* Problem description
Please write out the material that follows, exactly as it stands.

[Dataset excerpts on object pointing]

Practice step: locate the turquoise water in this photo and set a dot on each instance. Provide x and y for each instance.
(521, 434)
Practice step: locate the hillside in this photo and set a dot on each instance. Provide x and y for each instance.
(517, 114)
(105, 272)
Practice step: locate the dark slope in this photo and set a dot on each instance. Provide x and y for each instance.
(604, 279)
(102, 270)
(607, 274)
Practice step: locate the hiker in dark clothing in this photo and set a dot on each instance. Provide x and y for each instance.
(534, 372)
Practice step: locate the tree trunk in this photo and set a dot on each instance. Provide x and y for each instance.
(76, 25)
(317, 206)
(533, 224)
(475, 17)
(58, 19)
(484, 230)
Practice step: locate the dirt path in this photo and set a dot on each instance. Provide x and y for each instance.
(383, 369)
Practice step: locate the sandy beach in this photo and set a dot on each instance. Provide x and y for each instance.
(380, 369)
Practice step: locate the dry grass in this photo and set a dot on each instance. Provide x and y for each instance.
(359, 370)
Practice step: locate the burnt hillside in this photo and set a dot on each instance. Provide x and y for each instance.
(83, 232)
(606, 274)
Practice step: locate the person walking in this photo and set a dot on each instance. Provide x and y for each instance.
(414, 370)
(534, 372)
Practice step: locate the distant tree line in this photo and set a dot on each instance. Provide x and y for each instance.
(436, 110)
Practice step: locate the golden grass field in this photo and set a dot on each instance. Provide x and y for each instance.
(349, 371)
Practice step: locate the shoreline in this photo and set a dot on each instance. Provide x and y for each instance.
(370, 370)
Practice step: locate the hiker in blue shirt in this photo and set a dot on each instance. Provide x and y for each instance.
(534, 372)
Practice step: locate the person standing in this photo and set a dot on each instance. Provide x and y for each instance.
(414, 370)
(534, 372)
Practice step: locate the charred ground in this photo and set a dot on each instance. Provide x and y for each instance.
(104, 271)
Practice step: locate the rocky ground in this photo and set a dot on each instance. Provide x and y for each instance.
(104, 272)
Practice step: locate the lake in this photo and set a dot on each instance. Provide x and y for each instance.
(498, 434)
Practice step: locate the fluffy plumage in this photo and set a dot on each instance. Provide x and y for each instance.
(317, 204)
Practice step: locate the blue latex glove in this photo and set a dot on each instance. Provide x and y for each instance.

* Full answer
Practice step: locate the turquoise water in this photo and set a dot on each instance. Provide x and y for each instance.
(521, 434)
Practice step: locate the hillside in this photo and set a dot on each instance. Provide x and y for each instance.
(517, 114)
(105, 272)
Practice step: locate the dark slope in this photo and set a dot on each instance. Provide x and y for each instance.
(604, 279)
(102, 270)
(607, 274)
Practice step: locate the hiker in dark clothing in this photo and set a dot on each instance. Provide x and y for each instance.
(534, 372)
Practice step: locate the tree trunk in this photo and set a dot on each instance. Provide x and y for each instance.
(76, 25)
(317, 206)
(533, 224)
(475, 17)
(58, 19)
(484, 230)
Practice step: locate the dirt path in this photo and set a dot on each instance. Provide x and y for each instance.
(383, 369)
Practice step: locate the sandy beach in this photo and set a dot on each instance. Provide x and y for each instance.
(380, 369)
Practice step: locate the dry grass in this photo and set a dot on each instance. Provide x and y for each instance.
(359, 370)
Practice step: locate the burnt hillside in this photo and set a dot on each instance. Provide x and y for each instance.
(83, 232)
(606, 274)
Practice step: locate the person walking in this photo and set a dot on each instance. Provide x and y for each instance.
(414, 370)
(534, 372)
Practice step: locate the distant tree line in this photo and set a dot on each instance. Provide x and y for each instance.
(436, 110)
Practice step: locate the golden grass field in this photo and set a dot on each instance. Provide x and y for each instance.
(349, 371)
Practice step: locate the shoreline in this photo and set a dot on each instance. Provide x and y for each instance.
(370, 370)
Practice step: locate the hiker in blue shirt in this photo and set a dot on each instance. Provide x and y for each instance.
(534, 372)
Practice step: locate the person standing in this photo and set a dot on each instance. Provide x and y for each instance.
(414, 370)
(534, 372)
Practice step: locate the charred ground in this photo and set a dot on each instance. Provide x and y for each instance.
(104, 271)
Practice step: locate the rocky ground in this photo and set a dot on each instance. Provide x and y for each instance.
(104, 272)
Practice step: locate the lake in this photo and set a dot on each instance. Provide x and y for each instance.
(498, 434)
Practice step: locate the fluffy plumage in this photo and set a dot on each instance. Provide x and y for each instance.
(317, 204)
Practice step: locate the blue latex glove in this photo and set a dot on each instance. Provide x and y for each instance.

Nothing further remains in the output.